_Exercise A_
Below, the Eavor virtual tour text is followed by entries. Write out the entries from the line with "of the crowd" through the last line of the entries, keeping the request lines. Multiply every coordinate in the answers by 1.4 and round to whole numbers, rounding halves up, and give only those lines.

_Excerpted text_
begin
Getting the opportunity to explore the plant on the computer via the website set up at https://eavor.com/eavor-lite-virtual-tour gives you a good idea, but exploring the model on Oculus virtual reality goggles really makes this an exciting and educational experience.
Within the system you are guided by tour guide Jen, alongside Eavor’s Lead Engineer, Bailey Schwarz, and Chief Technology Officer Matt Toews. Around different locations, they give you an. Increased understanding of Eavor and its gain-changing technology. Walking into the plant, alongside the pipes, stepping into the operating room really is an experience.
During the simulation, one can explore the 3D reconstruction of the Eavor-Lite (TM) demonstration project and move around while interacting with specified objects to learn more from the company’s lead engineer and the CTO.Behind the building you will actually find a table with “Eavor”-rings … try to throw them towards a post nearby for a little fun.
So while the company describes this tool to save costs it would incur from staff tied up conducting tours, the travel, and everything related with flights, hotels, this virtual reality tour is much more and allows gaining a great insight into the company’s technology.
Apart from giving me an excuse to get an Oculus Virtual Reality headset, I am absolutely hooked and hope more companies like Eavor Technologies will allow exploring their plants in a virtual reality environment. It clearly sets the bar high to help promote not only specific technological developments such as the Eavor-Loop (TM) by Eavor Technologies, but also maybe how we derive and can utilise geothermal energy today both for power generation and in the use of heat.
end
_Available records_
begin
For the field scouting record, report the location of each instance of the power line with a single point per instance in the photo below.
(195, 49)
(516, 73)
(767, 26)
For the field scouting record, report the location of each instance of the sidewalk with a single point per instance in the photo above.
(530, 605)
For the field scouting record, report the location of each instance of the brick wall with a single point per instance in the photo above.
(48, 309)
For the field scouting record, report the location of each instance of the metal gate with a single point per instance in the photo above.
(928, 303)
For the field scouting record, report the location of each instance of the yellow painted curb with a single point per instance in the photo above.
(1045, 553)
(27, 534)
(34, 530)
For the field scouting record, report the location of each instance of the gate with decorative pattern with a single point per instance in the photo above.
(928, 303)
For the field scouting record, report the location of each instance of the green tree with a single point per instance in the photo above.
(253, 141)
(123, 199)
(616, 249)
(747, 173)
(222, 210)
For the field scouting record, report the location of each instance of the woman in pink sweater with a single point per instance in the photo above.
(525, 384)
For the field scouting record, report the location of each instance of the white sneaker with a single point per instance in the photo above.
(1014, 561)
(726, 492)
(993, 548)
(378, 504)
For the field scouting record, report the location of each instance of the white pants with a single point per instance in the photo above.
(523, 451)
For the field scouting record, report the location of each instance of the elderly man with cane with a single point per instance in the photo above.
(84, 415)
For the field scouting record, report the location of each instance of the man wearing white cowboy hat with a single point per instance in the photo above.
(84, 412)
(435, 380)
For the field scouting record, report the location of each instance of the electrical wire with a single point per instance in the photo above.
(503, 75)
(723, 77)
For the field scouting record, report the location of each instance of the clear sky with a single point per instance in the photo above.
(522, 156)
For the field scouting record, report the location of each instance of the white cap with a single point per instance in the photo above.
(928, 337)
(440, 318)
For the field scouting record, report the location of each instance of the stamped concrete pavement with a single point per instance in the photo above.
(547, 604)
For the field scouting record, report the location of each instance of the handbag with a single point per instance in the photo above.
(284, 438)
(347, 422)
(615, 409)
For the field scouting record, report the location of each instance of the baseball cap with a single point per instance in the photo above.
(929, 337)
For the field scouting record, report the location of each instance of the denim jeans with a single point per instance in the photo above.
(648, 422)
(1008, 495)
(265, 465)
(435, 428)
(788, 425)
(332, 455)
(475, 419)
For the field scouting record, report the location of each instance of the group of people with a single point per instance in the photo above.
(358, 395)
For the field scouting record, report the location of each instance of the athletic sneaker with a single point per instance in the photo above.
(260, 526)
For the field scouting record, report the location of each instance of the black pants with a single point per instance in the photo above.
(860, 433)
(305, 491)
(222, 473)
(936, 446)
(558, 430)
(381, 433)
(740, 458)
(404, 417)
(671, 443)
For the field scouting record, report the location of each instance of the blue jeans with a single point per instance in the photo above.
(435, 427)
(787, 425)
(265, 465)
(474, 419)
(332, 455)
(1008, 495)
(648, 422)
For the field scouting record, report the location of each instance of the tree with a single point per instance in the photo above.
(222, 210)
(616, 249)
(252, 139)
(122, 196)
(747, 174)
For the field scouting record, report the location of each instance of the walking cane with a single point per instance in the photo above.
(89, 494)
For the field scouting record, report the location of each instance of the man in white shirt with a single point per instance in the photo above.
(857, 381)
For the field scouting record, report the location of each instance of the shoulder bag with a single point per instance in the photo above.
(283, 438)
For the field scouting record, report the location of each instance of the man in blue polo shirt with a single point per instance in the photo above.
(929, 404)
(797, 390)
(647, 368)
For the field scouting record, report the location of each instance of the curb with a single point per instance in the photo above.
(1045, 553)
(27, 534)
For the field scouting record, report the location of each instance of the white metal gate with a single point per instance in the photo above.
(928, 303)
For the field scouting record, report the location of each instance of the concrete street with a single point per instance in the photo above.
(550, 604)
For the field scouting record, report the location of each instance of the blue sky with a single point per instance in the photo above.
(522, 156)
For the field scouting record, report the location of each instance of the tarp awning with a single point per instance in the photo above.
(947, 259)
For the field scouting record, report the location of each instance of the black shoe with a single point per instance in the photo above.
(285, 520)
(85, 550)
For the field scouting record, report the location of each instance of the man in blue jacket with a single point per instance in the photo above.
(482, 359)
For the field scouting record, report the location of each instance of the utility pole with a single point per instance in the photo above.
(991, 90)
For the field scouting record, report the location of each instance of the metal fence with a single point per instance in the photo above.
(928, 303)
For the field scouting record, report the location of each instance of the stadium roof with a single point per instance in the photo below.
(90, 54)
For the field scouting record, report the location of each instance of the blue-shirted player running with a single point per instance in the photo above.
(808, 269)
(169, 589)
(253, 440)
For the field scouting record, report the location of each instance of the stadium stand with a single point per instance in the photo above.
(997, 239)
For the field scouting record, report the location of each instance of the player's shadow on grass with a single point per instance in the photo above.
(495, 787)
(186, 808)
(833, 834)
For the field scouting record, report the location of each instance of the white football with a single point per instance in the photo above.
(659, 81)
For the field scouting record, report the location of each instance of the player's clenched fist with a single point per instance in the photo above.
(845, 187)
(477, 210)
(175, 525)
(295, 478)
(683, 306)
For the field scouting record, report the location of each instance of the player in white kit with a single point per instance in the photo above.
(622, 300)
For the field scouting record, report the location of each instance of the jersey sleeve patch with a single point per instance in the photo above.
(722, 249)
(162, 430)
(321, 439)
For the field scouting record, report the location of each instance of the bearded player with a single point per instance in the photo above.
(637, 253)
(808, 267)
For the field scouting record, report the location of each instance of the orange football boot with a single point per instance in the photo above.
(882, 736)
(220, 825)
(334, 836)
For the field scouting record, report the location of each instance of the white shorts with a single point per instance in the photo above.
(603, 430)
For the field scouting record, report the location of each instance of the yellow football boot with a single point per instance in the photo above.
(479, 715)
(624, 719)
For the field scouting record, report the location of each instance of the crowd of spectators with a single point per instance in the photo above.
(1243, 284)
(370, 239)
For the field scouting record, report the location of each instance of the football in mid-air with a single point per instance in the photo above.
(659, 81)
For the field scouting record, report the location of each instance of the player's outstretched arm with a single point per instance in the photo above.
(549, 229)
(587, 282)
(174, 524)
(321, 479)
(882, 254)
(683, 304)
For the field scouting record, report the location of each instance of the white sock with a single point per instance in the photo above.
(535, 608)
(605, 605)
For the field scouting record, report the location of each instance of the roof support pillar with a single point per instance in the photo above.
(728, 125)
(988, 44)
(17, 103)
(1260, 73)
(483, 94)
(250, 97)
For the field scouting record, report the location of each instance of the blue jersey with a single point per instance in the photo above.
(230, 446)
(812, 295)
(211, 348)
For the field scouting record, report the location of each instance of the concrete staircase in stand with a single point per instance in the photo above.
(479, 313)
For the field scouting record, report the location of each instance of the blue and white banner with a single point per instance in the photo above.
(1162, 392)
end
_Exercise B_
Please duplicate the passage of the Eavor virtual tour text from "Within the system" to "a little fun." word for word.

_Written reply A_
For the field scouting record, report the location of each instance of the crowd of spectators with a single point per instance in the photo above.
(1740, 398)
(518, 335)
For the field scouting record, report the location of each instance of the football in mid-air with a single point per instance in the photo above.
(923, 113)
For the field scouting record, report the location of each instance of the player's outstretched arm with a single point per instance in the photo above.
(769, 321)
(822, 395)
(244, 734)
(449, 671)
(1235, 356)
(956, 426)
For the field scouting record, report the location of each instance of the white sock with a single point per instance in the photo above.
(749, 851)
(847, 847)
For the field scouting record, report the location of each instance of the roof support pillar with a single point per instance in the photo above.
(1019, 175)
(1383, 62)
(24, 144)
(1764, 102)
(676, 132)
(350, 136)
For the field scouting record, report the location of each instance of the blue jersey with a single point per instance in the photo above.
(322, 624)
(1137, 413)
(295, 487)
For the field scouting record, report the location of each instance of the concrete staircase in stand with a single point per instance in the photo above.
(671, 438)
For the field scouting record, report the location of each instance of the blue and white banner with a single point per instance in the photo above.
(1627, 549)

_Written reply B_
Within the system you are guided by tour guide Jen, alongside Eavor’s Lead Engineer, Bailey Schwarz, and Chief Technology Officer Matt Toews. Around different locations, they give you an. Increased understanding of Eavor and its gain-changing technology. Walking into the plant, alongside the pipes, stepping into the operating room really is an experience.
During the simulation, one can explore the 3D reconstruction of the Eavor-Lite (TM) demonstration project and move around while interacting with specified objects to learn more from the company’s lead engineer and the CTO.Behind the building you will actually find a table with “Eavor”-rings … try to throw them towards a post nearby for a little fun.